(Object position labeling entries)

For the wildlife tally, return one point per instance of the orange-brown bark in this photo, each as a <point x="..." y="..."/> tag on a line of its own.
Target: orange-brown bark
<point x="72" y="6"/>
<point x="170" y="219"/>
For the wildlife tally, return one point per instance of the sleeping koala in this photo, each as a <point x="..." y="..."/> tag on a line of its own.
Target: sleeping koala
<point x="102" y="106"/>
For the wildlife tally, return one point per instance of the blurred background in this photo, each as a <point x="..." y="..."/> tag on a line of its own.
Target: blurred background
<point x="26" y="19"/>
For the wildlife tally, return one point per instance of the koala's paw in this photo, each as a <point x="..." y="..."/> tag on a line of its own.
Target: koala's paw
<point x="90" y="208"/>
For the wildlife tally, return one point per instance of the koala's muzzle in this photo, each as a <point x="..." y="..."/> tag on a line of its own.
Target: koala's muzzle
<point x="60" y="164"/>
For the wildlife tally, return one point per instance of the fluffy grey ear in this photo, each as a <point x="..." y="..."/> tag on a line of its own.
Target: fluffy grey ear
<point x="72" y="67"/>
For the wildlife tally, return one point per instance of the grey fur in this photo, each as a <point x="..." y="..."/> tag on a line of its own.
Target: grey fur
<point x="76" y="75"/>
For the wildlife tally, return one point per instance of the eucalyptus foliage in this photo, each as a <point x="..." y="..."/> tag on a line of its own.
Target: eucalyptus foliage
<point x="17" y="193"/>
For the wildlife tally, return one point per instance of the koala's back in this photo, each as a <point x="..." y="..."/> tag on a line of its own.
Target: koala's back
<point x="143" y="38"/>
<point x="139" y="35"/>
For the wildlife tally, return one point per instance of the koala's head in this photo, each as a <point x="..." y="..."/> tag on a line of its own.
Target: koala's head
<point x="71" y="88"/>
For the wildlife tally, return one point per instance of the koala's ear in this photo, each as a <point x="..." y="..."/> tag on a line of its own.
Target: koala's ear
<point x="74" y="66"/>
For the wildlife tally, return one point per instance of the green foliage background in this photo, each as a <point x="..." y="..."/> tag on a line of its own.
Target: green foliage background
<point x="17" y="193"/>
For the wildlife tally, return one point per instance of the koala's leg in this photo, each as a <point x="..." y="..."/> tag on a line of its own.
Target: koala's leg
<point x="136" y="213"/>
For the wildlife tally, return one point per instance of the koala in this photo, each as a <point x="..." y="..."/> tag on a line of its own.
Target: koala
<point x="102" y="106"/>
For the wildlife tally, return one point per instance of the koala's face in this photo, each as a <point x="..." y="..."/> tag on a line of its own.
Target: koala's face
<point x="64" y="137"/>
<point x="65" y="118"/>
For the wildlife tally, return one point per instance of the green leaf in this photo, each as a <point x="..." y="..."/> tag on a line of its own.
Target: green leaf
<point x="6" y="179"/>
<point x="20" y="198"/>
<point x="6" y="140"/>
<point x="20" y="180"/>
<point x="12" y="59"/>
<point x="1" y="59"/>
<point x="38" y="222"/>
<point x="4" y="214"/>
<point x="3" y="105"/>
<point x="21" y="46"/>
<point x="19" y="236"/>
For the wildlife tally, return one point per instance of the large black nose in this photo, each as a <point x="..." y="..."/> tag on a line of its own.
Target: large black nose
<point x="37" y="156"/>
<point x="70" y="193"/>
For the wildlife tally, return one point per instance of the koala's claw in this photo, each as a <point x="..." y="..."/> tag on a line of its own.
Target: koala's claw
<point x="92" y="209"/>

# SET EXERCISE:
Copy the records above exactly as they appear.

# WRITTEN ANSWER:
For the wildlife tally, return one point per instance of the orange-brown bark in this photo, each as a <point x="..." y="..."/> tag on a line of its own.
Target: orange-brown bark
<point x="72" y="6"/>
<point x="170" y="219"/>
For the wildlife tally, return one point per instance of the sleeping koala in this photo, each as a <point x="..." y="..."/> tag on a line of its own.
Target: sleeping koala
<point x="102" y="106"/>
For the wildlife tally, return one point per instance of the blurred background in this photo, each as a <point x="..." y="..."/> tag on a line of its own.
Target: blurred background
<point x="26" y="19"/>
For the wildlife tally, return one point per instance of the koala's paw in this photo, each as a <point x="..." y="..."/> tag on a line of its own.
Target: koala's paw
<point x="90" y="208"/>
For the wildlife tally, return one point per instance of the koala's muzzle in this photo, each as a <point x="..." y="..."/> tag on a line of its own.
Target: koala's muzzle
<point x="60" y="164"/>
For the wildlife tally, return one point per instance of the fluffy grey ear in this photo, each as a <point x="..." y="..."/> tag on a line of its own.
Target: fluffy grey ear
<point x="72" y="67"/>
For the wildlife tally, return one point per instance of the grey fur in this photo, each as a <point x="..." y="..."/> tag on a line of its own.
Target: grey fur
<point x="76" y="75"/>
For the wildlife tally, return one point per instance of the eucalyptus foliage in this photo, each as a <point x="..." y="..."/> tag on a line of its own.
Target: eucalyptus foliage
<point x="17" y="193"/>
For the wildlife tally, return one point per instance of the koala's back in this photo, each as a <point x="..." y="..."/> tag on a line of its own.
Target: koala's back
<point x="143" y="38"/>
<point x="139" y="35"/>
For the wildlife tally, return one point per instance of the koala's head in this photo, each as a <point x="..." y="..."/> tag on a line of its own.
Target: koala's head
<point x="71" y="88"/>
For the wildlife tally, return one point per instance of the koala's ear in this photo, each as a <point x="..." y="..."/> tag on a line of its own.
Target: koala's ear
<point x="74" y="66"/>
For the wildlife tally, return one point per instance of the green foliage background in this photo, each as a <point x="..." y="..."/> tag on a line of its own.
Target: green foliage background
<point x="17" y="193"/>
For the wildlife tally, return one point per instance of the koala's leg in this photo, each as a <point x="..." y="..."/> tag on a line of its own.
Target: koala's leg
<point x="136" y="213"/>
For the wildlife tally, return one point per instance of the koala in this photo, each as a <point x="..." y="..."/> tag on a line of its own.
Target: koala
<point x="102" y="106"/>
For the wildlife tally, return one point per instance of the koala's face in this photo, each as a <point x="..." y="..."/> tag on a line of its own.
Target: koala's face
<point x="64" y="137"/>
<point x="65" y="118"/>
For the wildlife tally, return one point per instance of the green leaf in this photo, each as a <point x="..." y="..."/> tag on a line of its own.
Target: green leaf
<point x="6" y="179"/>
<point x="20" y="198"/>
<point x="6" y="140"/>
<point x="20" y="180"/>
<point x="12" y="59"/>
<point x="1" y="59"/>
<point x="38" y="222"/>
<point x="4" y="214"/>
<point x="3" y="105"/>
<point x="21" y="46"/>
<point x="19" y="236"/>
For the wildlife tally, return one point per instance of the large black nose in this photo, each as a <point x="..." y="..."/> tag on a line of its own.
Target: large black nose
<point x="37" y="156"/>
<point x="70" y="193"/>
For the wildlife tally, return one point per instance of the koala's claw in this photo, each as a <point x="..." y="..."/> tag on a line of its own.
Target: koala's claw
<point x="92" y="209"/>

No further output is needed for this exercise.